##### Task input #####
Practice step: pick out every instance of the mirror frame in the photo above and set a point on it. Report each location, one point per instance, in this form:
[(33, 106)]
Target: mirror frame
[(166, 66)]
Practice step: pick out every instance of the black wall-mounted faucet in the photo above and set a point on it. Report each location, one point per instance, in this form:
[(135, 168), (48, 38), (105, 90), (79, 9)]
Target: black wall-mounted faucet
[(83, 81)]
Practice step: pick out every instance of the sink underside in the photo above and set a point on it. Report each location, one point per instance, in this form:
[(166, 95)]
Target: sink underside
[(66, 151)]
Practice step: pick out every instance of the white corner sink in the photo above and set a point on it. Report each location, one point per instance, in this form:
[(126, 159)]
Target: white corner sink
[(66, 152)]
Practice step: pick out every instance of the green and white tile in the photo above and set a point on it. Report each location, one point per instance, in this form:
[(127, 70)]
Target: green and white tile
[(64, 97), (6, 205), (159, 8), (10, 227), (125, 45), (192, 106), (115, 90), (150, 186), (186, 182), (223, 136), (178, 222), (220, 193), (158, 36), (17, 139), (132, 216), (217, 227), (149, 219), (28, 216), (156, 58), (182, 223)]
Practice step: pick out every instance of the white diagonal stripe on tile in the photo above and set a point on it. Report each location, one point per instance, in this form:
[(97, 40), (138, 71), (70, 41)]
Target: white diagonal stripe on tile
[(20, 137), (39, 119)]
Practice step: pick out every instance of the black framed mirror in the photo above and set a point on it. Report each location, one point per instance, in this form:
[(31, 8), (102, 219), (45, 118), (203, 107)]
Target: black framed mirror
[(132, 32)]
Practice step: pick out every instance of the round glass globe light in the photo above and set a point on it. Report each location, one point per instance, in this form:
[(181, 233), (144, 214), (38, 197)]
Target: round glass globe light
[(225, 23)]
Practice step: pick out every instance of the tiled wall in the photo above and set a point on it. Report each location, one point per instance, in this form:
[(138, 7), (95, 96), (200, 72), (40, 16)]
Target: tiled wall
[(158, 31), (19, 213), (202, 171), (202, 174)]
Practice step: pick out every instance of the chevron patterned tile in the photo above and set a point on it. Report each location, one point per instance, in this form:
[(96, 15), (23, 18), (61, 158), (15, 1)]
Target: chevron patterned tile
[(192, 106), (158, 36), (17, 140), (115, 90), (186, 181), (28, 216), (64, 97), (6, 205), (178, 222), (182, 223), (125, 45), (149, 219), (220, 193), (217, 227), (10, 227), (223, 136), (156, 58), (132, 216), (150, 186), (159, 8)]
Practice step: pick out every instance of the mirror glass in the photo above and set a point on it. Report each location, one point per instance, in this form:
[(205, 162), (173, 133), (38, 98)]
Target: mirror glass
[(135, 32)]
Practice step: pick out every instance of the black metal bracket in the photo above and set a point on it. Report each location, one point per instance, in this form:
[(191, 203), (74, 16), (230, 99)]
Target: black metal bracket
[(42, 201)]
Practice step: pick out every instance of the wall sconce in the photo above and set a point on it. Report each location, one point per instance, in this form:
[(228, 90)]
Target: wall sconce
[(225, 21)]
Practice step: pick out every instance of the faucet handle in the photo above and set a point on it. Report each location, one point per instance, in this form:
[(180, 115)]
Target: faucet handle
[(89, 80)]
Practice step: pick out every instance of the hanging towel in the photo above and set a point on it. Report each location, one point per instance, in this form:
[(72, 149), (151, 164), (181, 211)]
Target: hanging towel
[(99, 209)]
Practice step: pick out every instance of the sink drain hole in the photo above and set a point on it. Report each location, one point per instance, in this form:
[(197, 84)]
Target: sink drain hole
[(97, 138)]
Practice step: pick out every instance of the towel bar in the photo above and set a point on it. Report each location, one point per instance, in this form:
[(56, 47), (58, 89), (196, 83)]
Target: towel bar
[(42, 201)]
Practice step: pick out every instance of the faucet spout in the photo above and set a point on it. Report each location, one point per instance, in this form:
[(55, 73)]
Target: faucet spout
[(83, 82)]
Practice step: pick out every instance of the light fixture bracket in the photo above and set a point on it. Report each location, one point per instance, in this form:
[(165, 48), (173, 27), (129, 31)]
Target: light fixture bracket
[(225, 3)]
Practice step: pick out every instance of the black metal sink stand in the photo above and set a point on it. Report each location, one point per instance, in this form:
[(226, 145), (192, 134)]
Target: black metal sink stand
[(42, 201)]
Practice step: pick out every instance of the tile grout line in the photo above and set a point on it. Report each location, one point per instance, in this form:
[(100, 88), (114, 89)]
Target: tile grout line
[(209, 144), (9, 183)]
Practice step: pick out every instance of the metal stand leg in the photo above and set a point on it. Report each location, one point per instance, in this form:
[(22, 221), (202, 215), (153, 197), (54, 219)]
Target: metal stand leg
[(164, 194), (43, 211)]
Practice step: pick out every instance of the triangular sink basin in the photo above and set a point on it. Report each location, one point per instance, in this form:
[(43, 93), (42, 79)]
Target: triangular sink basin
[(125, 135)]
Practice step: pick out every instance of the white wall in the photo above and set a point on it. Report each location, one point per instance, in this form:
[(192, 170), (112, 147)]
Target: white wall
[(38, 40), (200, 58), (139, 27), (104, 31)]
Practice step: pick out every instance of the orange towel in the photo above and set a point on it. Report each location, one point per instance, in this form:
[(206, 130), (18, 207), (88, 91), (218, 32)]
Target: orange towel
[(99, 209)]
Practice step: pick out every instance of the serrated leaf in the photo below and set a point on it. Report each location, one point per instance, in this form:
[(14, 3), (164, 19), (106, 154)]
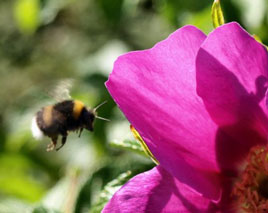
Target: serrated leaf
[(217, 14), (109, 190)]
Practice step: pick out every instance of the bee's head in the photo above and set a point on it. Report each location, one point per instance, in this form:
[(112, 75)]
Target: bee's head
[(88, 118)]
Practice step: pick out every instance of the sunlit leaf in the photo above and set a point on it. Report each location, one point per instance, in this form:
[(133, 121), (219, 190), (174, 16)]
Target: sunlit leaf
[(27, 15), (14, 205), (217, 14), (41, 209), (130, 145), (109, 191), (258, 39), (143, 145)]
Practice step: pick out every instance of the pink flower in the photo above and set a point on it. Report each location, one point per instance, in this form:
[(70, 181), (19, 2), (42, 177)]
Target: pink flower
[(198, 102)]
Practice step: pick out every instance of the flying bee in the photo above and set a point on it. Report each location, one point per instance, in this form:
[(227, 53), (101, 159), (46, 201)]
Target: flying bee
[(59, 119)]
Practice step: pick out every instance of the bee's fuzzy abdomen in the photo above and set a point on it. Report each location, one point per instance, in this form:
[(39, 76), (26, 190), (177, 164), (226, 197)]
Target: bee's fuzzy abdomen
[(36, 131)]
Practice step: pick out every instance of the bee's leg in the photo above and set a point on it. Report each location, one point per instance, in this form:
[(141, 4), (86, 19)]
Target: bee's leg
[(52, 144), (63, 141), (80, 132)]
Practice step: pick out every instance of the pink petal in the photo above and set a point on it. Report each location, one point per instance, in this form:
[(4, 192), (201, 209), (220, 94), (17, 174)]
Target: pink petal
[(156, 191), (156, 91), (231, 76)]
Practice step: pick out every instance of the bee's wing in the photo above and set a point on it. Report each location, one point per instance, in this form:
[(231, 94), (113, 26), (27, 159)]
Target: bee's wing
[(61, 91)]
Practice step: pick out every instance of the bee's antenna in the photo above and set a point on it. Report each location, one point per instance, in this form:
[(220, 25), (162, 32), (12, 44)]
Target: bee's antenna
[(97, 107), (101, 118)]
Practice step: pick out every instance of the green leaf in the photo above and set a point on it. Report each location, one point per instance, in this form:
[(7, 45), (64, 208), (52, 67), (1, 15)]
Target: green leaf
[(14, 205), (129, 145), (143, 145), (41, 209), (258, 39), (217, 14), (109, 190), (27, 15), (18, 177)]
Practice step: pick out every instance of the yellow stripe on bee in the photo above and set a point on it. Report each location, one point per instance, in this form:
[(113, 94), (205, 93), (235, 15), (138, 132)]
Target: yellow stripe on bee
[(47, 115), (78, 106)]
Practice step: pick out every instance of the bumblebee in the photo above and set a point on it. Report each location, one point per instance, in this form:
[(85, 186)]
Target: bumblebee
[(59, 119)]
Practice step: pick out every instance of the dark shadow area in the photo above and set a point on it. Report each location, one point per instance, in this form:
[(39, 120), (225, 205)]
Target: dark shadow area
[(167, 183)]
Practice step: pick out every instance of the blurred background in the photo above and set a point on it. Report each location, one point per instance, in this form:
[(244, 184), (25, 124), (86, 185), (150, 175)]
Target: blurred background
[(46, 43)]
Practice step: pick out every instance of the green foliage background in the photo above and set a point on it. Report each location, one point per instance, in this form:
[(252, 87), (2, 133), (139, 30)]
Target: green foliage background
[(44, 42)]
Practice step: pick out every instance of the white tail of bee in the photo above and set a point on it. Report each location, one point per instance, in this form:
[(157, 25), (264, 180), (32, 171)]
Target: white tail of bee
[(37, 133)]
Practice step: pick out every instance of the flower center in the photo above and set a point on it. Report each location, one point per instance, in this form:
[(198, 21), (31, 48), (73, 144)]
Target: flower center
[(251, 190)]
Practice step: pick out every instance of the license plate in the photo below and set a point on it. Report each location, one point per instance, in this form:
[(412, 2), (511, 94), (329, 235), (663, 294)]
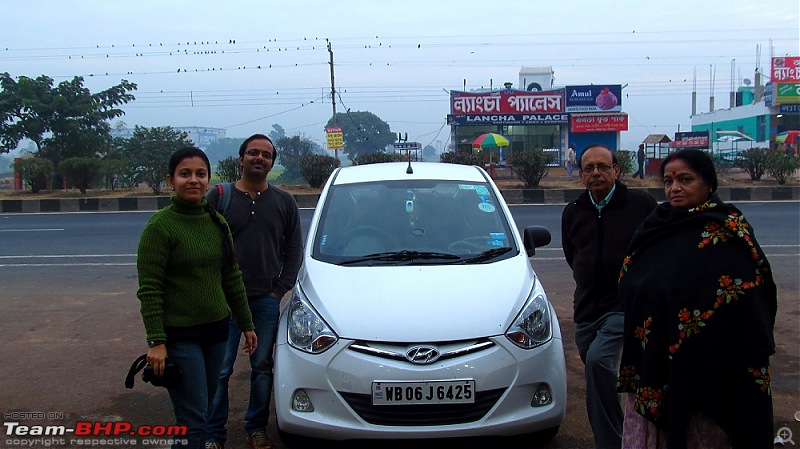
#####
Rewrite the listing from the line that contains "Practice step: pick out every instance of the blurred" through the end, putting "flower petal" in place of "flower center" and leaving everything else unchanged. Leave the pictures out of your answer.

Practice step: pick out every instance of the blurred background in the photo above and set a point on it. Report each location, one point per instance, in this form:
[(244, 184), (25, 124), (86, 185), (150, 175)]
Target: blurred background
[(46, 43)]
Practice step: pick out every instance of the green foliage background in the photo above and set a point on it. Report each location, one point per instance, in this form:
[(252, 87), (2, 133), (139, 30)]
Target: green foliage background
[(44, 42)]
Practice step: pick out every instance of the white tail of bee in the photo above and set a point on it. Report each location, one point per instance, in this form:
[(157, 25), (264, 180), (32, 171)]
Target: white tail of bee
[(37, 133)]
Practice step: pick out every instance of the flower petal in the photo above and set a point on it. Report each location, one point per instance, in this form:
[(198, 21), (31, 48), (73, 144)]
Target: flower petal
[(251, 190)]
Practice step: pick out every instance of the license plate in the photo below and set a point on it. Report each location, one point per instance, in this form:
[(412, 2), (511, 94), (329, 235), (663, 294)]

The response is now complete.